▸ **SELECTED PASSAGE**
=====
So, to give this post some purpose, let me go back to Friday. Daffy came home from school and gave me her report card. I was heading out the door to take Goofy to work so I tucked it in my purse and left. Once I was in the parking lot, I opened it and was STUNNED to see she had 2 D’s on her report card as well as several negative comments from her teachers. Her progress report had been glowing and of course, she has been telling us she has completed all her homework, blah blah blah. I was FURIOUS that this was the first I was hearing about these obvious issues at school (at Daffy, at Daffy’s teachers and guidance counselor and at myself for not keeping a closer eye). I came home and got onto the online grade system and printed out her grades from those two D classes. I wasn’t surprised when I saw that she had not completed many of her homework assignments. I highlighted the missing assignments and attached it to the report card to leave it for Mickey. At this point in our relationship, I know better than to say ANYTHING to Daffy that she could construe as negative because she simply shuts down and makes our lives miserable. Giving it to Mickey means it isn’t likely to be discussed at all, but at least I can feel like I did my part to gather the information for him.

The next day I was out of town with a friend and when I returned, Daffy was whining about how she forgot her book at school. I asked “Why? were you planning to actually DO your homework this weekend”? ¬†She looked down and made her typical “hmmph” noise. I went on to say “Yeah, I know about that. In fact, I printed out your quarter grades and gave them to your Dad so he can know all about your lies too!” (Admittedly not the best choice of words, but FAAAAAAR better than what I really wanted to say.) She was silent. Like she always is. She simply doesn’t answer any questions that she doesn’t like.

She went to bed early that night, without saying good night of course. The next day she lurked around and wouldn’t speak to anyone (mind you, Mickey was at work…. she won’t let him see how she truly is!). I can’t describe how incredibly creepy it is when she lurks around muttering to herself. (In fact, I can hear Tink saying this very same thing to her pregnancy social worker downstairs right now as I type this.) She left several times and wandered ¬†around outside the house. She would stop and stare through the windows and glare at Tink. She wouldn’t even break eye contact when Tink looked back. Tink was really spooked by it. A friend of mine was over at the time for a training (we work in the same industry) and commented about how bizarre the behavior was and could tell that it was affecting Tink and me so she offered to take her for the night. God bless her soul. Everyone needs a friend like her. She can’t understand what we are living, but she also doesn’t judge. She simply supports anyone who needs it.

She returned Daffy home past bedtime last night. I was so grateful that I was doing laundry when Daffy arrived so Mickey put her to bed. I didn’t see her this morning. It’s now been almost 48 hours without a single word of communication. This is our normal. BUT THIS IS NOT NORMAL.

The bottom line is, we can’t stand each other. I don’t know how we got here. I can still remember loving her last year. I thought she was the most beautiful thing in the world. And now, I dread interacting with her. I dread the fights. I dread saying anything at all. Hell, I dread waking up in the morning. Why? What’s the purpose? My life is hell. My family is falling apart. My marriage is crumbling. My bio kids are begging¬†to go back to the way things used to be. And no one seems to understand.
=====
▸ **YOUR INSTRUCTIONS**
Write out everything in the post from "The bottom line" down to "seems to understand.", substituting "arguments" for "fights". The rows below this point come from a separate source unrelated to the post.

▸ **DATA TO EXAMINE**
=====
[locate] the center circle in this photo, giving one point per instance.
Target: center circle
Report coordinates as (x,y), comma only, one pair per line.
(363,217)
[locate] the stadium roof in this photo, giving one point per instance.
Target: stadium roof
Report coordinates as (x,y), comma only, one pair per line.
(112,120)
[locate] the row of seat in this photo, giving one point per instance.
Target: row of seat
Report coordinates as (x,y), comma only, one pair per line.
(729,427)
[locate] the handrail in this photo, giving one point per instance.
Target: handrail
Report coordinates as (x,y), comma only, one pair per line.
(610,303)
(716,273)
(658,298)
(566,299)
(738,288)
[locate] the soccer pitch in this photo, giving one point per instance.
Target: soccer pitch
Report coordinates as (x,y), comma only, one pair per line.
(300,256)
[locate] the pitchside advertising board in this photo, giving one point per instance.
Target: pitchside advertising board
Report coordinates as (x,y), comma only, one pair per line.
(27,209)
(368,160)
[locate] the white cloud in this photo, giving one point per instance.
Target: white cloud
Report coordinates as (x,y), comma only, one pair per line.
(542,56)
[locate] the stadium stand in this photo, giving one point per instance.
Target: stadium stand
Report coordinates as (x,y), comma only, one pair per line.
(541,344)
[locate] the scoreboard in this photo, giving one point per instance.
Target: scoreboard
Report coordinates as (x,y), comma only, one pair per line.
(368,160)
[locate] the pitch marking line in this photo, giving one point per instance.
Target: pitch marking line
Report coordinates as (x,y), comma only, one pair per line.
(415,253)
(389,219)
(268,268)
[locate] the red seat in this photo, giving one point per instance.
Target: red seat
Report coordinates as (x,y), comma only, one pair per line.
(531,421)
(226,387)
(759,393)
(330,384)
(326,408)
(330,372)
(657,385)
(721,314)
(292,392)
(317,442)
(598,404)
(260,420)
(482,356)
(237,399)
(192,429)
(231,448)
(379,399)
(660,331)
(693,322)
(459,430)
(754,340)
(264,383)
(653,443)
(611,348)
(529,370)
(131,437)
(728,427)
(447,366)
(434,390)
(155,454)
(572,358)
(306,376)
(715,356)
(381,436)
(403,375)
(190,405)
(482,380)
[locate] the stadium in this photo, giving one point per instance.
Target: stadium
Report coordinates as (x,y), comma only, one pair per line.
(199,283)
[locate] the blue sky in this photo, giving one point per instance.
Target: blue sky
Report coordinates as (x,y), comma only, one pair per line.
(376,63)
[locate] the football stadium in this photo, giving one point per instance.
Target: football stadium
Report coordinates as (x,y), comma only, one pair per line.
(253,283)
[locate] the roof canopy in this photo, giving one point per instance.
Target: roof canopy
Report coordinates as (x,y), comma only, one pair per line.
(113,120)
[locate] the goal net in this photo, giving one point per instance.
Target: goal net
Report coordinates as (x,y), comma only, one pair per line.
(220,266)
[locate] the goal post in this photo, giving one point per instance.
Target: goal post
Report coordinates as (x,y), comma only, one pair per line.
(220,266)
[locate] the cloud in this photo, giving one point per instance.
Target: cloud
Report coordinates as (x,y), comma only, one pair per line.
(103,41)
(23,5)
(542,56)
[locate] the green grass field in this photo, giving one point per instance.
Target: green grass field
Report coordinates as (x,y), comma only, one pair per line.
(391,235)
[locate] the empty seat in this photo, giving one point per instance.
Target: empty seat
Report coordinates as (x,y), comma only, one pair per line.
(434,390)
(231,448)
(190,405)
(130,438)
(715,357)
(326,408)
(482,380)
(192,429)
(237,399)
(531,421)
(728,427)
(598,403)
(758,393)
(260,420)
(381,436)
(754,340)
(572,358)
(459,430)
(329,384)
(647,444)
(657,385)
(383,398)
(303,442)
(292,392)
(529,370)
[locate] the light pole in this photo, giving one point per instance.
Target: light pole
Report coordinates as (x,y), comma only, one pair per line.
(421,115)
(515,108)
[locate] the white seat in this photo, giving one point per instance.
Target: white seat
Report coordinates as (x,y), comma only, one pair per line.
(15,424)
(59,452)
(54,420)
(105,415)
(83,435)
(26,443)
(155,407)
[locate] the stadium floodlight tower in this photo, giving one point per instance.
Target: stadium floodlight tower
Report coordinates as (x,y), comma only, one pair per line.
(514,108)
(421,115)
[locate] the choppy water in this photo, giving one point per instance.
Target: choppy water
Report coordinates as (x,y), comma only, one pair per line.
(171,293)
=====
▸ **PROBLEM SOLUTION**
The bottom line is, we can’t stand each other. I don’t know how we got here. I can still remember loving her last year. I thought she was the most beautiful thing in the world. And now, I dread interacting with her. I dread the arguments. I dread saying anything at all. Hell, I dread waking up in the morning. Why? What’s the purpose? My life is hell. My family is falling apart. My marriage is crumbling. My bio kids are begging¬†to go back to the way things used to be. And no one seems to understand.